[Opening DATA TO EXAMINE section]
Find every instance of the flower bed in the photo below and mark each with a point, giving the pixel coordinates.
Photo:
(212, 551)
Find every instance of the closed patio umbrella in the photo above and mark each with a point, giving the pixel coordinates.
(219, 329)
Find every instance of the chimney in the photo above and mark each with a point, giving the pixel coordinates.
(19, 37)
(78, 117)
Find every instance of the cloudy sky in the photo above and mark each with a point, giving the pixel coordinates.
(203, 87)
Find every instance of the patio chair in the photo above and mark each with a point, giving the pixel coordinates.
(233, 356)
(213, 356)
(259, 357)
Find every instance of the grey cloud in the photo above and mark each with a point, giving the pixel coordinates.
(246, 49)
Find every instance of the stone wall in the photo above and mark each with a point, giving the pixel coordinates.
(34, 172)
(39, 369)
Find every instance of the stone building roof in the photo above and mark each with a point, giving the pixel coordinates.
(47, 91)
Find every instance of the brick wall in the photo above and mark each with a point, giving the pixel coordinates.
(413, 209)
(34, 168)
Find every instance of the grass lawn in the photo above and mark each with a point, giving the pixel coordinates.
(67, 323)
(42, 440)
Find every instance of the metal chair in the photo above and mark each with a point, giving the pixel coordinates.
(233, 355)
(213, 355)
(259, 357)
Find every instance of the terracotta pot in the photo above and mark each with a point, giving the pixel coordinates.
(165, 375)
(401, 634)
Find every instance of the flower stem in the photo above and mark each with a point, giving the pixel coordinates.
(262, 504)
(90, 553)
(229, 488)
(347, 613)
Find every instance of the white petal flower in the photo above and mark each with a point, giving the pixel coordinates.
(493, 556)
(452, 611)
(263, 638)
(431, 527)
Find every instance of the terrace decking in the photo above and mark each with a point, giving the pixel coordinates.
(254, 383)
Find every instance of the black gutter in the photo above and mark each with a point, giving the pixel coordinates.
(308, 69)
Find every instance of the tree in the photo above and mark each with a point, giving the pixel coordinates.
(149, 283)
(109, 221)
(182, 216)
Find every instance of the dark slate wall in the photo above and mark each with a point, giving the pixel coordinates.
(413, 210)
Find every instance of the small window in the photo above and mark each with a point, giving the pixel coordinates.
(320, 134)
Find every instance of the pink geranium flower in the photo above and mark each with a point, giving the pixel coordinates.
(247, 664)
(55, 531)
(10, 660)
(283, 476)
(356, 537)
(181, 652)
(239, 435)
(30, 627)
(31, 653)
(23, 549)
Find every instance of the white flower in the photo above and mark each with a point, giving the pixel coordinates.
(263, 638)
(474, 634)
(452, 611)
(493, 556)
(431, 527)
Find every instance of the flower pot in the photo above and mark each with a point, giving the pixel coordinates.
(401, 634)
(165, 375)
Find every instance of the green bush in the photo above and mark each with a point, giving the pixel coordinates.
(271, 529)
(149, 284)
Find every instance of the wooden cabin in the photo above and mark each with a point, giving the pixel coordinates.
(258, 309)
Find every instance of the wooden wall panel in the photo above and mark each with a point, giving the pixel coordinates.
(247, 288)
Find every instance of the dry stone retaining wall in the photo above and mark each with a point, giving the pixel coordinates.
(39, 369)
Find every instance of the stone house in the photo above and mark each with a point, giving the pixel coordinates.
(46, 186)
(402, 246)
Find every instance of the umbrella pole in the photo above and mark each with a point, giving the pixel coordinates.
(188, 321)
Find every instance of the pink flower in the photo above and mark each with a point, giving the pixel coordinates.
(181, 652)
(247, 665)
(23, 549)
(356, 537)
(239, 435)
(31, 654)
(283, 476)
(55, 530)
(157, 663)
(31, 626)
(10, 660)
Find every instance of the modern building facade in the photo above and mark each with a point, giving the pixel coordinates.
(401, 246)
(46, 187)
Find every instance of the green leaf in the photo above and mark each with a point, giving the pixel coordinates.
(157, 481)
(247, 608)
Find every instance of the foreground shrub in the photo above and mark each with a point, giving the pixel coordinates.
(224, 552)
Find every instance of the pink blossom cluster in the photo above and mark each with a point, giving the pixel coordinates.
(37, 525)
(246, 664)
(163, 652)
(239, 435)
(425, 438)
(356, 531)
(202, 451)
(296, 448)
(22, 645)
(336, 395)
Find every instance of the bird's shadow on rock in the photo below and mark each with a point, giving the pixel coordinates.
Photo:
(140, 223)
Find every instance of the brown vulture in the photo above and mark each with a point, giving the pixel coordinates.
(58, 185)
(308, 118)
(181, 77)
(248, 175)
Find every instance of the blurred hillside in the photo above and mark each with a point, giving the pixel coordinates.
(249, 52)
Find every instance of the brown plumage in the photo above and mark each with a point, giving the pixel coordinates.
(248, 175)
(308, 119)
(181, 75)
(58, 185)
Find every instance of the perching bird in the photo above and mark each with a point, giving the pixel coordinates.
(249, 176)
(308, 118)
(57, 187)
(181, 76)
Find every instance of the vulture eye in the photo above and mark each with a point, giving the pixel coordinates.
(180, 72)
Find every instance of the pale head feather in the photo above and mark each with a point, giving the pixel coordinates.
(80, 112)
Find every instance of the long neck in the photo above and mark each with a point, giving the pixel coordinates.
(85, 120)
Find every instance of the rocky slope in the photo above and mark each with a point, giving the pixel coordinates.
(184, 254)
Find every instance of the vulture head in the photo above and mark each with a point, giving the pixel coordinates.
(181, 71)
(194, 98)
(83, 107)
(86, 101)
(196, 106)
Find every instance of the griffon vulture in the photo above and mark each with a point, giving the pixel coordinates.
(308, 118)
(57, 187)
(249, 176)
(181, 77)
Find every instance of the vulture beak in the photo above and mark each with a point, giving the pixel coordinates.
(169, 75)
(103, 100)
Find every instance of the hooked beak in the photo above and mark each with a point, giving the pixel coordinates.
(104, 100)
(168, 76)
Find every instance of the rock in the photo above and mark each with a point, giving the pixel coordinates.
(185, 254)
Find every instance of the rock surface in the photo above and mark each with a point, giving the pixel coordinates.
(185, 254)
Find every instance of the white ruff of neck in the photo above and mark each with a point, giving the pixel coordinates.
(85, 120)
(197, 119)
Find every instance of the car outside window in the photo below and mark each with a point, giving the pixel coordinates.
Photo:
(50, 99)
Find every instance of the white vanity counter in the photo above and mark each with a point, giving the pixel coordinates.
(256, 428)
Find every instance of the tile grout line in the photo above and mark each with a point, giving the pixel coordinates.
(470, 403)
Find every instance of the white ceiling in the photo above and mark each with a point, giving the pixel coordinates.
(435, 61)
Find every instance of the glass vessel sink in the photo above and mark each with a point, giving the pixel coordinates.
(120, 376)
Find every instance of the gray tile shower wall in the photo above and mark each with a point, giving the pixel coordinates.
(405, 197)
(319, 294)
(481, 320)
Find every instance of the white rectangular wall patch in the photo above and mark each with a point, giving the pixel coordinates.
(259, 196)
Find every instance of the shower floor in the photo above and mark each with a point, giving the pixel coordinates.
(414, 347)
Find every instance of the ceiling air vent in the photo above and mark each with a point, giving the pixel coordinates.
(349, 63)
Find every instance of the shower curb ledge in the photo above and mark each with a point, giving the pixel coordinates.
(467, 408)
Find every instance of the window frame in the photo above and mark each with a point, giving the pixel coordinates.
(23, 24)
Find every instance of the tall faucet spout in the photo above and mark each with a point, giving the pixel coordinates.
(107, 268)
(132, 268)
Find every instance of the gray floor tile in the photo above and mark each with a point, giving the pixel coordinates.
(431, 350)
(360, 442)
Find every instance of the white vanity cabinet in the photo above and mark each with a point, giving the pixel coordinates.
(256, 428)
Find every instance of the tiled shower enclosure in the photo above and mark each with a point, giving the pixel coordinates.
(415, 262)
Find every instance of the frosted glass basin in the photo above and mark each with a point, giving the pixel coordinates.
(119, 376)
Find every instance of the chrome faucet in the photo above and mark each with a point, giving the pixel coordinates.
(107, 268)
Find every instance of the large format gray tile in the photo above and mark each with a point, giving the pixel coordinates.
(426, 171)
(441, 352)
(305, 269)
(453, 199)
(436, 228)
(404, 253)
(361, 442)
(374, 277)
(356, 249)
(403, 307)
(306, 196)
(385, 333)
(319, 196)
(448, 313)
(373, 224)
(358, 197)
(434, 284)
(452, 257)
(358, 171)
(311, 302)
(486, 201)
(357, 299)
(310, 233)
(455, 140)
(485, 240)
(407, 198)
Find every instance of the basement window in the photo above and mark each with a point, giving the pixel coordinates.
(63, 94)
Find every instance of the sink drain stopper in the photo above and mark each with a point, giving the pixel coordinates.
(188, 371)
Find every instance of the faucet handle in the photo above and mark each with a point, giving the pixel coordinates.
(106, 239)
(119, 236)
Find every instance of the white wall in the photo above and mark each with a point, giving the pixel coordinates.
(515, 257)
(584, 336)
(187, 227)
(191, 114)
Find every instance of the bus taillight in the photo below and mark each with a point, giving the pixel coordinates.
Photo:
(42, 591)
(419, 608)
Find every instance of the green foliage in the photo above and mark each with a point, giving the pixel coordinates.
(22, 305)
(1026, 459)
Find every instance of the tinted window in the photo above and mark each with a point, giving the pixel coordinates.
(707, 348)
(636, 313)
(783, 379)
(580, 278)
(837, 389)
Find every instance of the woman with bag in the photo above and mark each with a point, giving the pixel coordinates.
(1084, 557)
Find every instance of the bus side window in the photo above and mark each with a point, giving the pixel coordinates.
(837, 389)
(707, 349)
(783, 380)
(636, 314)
[Closing DATA TO EXAMINE section]
## WORK REQUEST
Search the data for the string "below" and copy every line where it appears.

## EXPECTED OUTPUT
Find every instance of the flower bed in the photo below and mark each with a point, giving the pixel coordinates.
Find every instance of the bird's shadow on rock in the photo below and mark each with a point, giving the pixel coordinates.
Find every instance of the car outside window in the photo below and mark each with a point, giving the pixel coordinates.
Find every instance of the bus taillight in the photo below and mark each with a point, giving the pixel coordinates.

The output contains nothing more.